### Aim of the exercise
Please work out how many lines in the entries below include the string "panel", and reply with the number alone.

Stored data entries:

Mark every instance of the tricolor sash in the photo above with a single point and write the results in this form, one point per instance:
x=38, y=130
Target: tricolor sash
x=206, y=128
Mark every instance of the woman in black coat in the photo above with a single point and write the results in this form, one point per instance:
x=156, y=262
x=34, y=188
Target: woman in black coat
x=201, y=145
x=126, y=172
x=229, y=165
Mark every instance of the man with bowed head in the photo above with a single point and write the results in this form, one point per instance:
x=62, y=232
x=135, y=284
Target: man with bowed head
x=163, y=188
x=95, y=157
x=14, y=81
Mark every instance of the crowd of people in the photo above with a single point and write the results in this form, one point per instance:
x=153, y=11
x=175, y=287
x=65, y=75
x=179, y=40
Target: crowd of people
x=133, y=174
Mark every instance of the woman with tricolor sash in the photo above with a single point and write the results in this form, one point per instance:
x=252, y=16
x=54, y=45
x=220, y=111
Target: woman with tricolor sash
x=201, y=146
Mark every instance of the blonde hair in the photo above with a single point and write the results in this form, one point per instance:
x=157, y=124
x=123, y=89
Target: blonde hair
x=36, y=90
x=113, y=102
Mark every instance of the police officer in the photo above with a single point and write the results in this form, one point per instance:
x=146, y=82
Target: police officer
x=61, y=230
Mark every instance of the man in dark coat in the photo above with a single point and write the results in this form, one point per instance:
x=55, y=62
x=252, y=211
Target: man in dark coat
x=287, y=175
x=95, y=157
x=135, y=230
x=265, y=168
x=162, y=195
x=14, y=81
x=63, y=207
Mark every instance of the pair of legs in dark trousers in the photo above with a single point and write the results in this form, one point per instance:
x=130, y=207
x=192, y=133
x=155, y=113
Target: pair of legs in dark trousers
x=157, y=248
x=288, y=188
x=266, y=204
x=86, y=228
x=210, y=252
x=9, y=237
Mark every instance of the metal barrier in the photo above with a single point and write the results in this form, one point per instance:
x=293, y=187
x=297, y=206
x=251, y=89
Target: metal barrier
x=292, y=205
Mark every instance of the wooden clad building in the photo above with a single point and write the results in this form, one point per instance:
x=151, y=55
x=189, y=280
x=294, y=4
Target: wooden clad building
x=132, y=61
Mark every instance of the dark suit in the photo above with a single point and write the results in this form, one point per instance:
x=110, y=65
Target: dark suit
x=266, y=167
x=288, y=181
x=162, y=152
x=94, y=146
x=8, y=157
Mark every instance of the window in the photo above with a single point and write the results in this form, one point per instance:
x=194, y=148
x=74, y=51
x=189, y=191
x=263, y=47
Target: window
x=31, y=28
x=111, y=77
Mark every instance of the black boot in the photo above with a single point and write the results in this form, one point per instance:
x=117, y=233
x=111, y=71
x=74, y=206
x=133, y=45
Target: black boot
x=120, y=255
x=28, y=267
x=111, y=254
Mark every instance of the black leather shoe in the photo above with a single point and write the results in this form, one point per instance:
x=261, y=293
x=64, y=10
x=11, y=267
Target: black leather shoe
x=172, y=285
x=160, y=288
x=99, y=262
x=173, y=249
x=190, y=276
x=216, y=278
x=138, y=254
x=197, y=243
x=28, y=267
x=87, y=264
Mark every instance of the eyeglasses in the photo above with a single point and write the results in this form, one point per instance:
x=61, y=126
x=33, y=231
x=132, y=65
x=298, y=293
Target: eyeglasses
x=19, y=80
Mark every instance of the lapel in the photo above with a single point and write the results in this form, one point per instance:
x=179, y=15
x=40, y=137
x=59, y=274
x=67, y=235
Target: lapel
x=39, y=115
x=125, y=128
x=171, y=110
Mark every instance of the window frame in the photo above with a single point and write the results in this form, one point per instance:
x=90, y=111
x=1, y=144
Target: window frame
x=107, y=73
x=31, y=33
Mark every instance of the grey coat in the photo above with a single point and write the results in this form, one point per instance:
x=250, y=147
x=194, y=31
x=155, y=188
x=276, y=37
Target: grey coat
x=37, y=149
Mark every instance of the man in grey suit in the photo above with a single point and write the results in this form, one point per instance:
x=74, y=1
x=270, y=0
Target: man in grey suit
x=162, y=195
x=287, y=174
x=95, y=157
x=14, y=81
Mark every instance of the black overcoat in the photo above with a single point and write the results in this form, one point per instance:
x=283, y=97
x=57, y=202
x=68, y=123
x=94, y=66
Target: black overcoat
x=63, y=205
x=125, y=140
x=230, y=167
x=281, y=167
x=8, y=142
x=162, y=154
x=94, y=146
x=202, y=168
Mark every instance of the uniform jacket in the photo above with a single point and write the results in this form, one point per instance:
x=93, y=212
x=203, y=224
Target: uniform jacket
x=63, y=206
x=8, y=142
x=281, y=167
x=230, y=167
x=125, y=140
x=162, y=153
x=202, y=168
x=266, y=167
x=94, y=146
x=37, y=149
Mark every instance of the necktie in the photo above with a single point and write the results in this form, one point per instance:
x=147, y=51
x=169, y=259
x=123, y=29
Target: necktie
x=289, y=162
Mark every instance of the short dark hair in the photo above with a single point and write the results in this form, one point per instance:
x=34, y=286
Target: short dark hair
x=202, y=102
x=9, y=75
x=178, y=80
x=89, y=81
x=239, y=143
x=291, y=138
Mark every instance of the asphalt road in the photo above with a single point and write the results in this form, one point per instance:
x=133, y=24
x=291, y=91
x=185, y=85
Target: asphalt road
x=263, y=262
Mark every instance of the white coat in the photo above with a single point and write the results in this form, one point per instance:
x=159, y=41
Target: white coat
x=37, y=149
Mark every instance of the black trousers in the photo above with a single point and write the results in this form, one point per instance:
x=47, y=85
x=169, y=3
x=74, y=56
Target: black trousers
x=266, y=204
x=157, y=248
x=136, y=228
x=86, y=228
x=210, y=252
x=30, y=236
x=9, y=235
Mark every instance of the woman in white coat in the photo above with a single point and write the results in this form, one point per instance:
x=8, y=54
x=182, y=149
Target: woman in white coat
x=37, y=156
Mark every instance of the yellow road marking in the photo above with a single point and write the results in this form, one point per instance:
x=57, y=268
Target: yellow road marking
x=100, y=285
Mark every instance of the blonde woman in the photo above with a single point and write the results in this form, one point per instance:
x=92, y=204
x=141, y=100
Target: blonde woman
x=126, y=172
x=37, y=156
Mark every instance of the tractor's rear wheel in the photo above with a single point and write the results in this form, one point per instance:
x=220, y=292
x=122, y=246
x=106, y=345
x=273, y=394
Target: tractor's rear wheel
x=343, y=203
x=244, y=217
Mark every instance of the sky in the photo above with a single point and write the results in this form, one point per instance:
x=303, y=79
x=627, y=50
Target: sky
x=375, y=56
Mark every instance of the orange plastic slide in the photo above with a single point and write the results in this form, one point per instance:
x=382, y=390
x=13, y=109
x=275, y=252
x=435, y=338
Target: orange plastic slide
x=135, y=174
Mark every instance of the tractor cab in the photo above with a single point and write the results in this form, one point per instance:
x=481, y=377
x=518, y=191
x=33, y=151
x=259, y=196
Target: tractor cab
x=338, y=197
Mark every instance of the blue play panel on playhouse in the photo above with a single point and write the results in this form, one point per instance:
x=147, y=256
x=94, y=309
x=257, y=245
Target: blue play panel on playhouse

### Answer area
2